• _Tarea breve A_
Informe de todas las líneas de los registros que contienen la palabra "with" y copie cada una de ellas completa.

• _Texto de lectura_
..........
11 jun 2014

CABEZA DE CABALLO

CABEZA DE CABALLO

Fernando Butazzoni

09.06.2014

En diciembre del año pasado el juez Baltasar Garzón denunciaba en París, durante un coloquio internacional, el marcado “negacionismo” instalado en las sociedades de Occidente con respecto al Plan Cóndor, aquella trama política que en los años 70 unió en un aquelarre criminal nunca antes visto a represores uruguayos, argentinos, chilenos, paraguayos, brasileños, peruanos, venezolanos, cubanos, españoles, franceses, italianos y estadounidenses.

Esta negación de la historia, por distintas vías, ha comenzado a permear también a sociedades de notoria vocación democrática, como lo son sin duda la francesa o la española. En los hechos, más se hizo desclasificando archivos secretos por partes de instituciones privadas de EEUU que a través de los poderes públicos en países de Latinoamérica y Europa.
..........
• _Registros del conjunto_
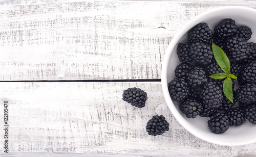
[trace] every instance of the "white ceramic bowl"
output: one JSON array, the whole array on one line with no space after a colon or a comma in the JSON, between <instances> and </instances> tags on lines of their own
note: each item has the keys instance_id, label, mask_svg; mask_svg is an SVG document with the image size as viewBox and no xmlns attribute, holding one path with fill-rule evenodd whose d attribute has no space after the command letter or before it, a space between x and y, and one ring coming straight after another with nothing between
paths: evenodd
..........
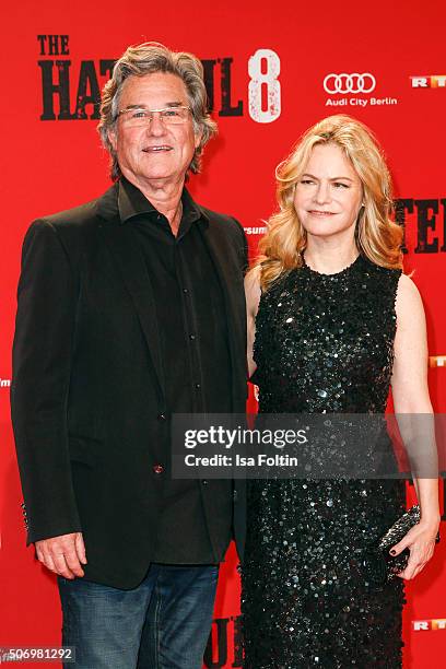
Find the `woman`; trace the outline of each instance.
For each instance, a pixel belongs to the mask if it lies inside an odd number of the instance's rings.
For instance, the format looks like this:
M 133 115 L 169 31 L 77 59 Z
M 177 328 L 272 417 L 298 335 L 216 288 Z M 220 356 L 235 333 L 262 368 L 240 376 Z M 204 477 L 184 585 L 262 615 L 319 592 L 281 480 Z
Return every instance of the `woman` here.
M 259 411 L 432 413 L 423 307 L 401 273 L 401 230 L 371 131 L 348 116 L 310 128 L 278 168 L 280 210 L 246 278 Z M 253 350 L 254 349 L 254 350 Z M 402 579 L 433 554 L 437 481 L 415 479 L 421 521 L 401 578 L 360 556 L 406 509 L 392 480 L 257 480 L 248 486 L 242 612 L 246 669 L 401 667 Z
..........
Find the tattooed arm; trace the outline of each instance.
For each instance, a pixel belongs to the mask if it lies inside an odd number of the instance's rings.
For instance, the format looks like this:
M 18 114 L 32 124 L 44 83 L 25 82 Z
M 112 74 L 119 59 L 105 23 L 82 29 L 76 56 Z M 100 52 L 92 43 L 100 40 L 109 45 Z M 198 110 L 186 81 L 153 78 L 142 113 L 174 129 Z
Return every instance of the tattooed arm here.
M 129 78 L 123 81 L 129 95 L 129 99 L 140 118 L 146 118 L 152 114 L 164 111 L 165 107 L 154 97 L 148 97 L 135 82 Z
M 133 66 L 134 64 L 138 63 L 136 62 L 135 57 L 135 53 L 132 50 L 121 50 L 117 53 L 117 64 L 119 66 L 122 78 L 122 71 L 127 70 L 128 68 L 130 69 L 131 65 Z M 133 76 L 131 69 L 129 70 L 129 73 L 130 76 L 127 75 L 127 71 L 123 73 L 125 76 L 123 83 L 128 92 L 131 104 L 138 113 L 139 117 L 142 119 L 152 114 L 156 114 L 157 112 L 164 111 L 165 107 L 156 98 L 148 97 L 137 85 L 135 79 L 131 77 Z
..........
• _Tarea breve B_
Según el texto sobre el Plan Cóndor, ¿en qué ciudad denunció el juez Baltasar Garzón el negacionismo sobre dicho plan?

• _Resultado de la tarea A_
output: one JSON array, the whole array on one line with no space after a colon or a comma in the JSON, between <instances> and </instances> tags on lines of their own
note: each item has the keys instance_id, label, mask_svg; mask_svg is an SVG document with the image size as viewBox and no xmlns attribute, holding one path with fill-rule evenodd whose d attribute has no space after the command letter or before it, a space between x and y, and one ring coming straight after another with nothing between

• _Resultado de la tarea B_
En París.